Tu as des Djs ennuyants spécialistes d’un genre de musique partout dans le monde ! Mais je comprends ce que tu veux dire. Quand tu joues minimale, il faut que tout reste dans les mêmes fréquences, dans le même BPM, dans la même ambiance,… Mais en même temps je comprends pourquoi les Djs de hip-hop et de R’n’B se sont arrêtés de passer des tracks de house, parce que ça ne collait plus ensemble à un moment. Je pense que tout ça est dû au fait que beaucoup de Djs ont peur de vider le dancefloor quand ils jouent des trucs différents de ce que les gens ont l’habitude d’entendre.
– Comment est la scène club en Norvège ?
Elle n’est pas très grande mais très active et très énergique parce qu’en Norvège, l’heure de fermeture des clubs est à 3h15 du matin. Au milieu des années 90, il y a eu des clubs qui restaient ouverts pour les afters mais ça a changé depuis et tout est contrôlé maintenant. Mais ce qui est bien, c’est que les gens donnent toute leur énergie et tout ce qu’ils ont comme ils savent qu’à 3h15 ils devront quitter le club.

■ **TÂCHES À RÉALISER**:
A) Répondez aux questions suivantes à partir du passage sur la scène club :
(i) À quelle heure les clubs ferment-ils en Norvège ?
(ii) De quoi beaucoup de DJs ont-ils peur quand ils jouent des morceaux inhabituels ?
(iii) Pour quelle raison les DJs de hip-hop et de R'n'B ont-ils cessé de passer des tracks de house ?
B) Recopiez le passage sur la scène club depuis « Tu as des Djs » jusqu'à « ont l’habitude d’entendre. » inclus.
Les données ci-après constituent un matériau distinct du passage sur la scène club.

■ **DONNÉES SOURCES**:

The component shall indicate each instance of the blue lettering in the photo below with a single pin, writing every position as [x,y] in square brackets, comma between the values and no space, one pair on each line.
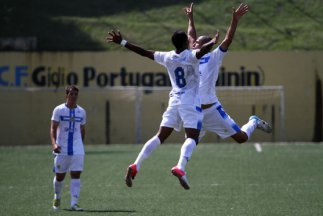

■ **RÉPONSES RÉDIGÉES**:
A)
(i) À 3h15 du matin.
(ii) De vider le dancefloor.
(iii) Parce que ça ne collait plus ensemble à un moment.

B)
Tu as des Djs ennuyants spécialistes d’un genre de musique partout dans le monde ! Mais je comprends ce que tu veux dire. Quand tu joues minimale, il faut que tout reste dans les mêmes fréquences, dans le même BPM, dans la même ambiance,… Mais en même temps je comprends pourquoi les Djs de hip-hop et de R’n’B se sont arrêtés de passer des tracks de house, parce que ça ne collait plus ensemble à un moment. Je pense que tout ça est dû au fait que beaucoup de Djs ont peur de vider le dancefloor quand ils jouent des trucs différents de ce que les gens ont l’habitude d’entendre.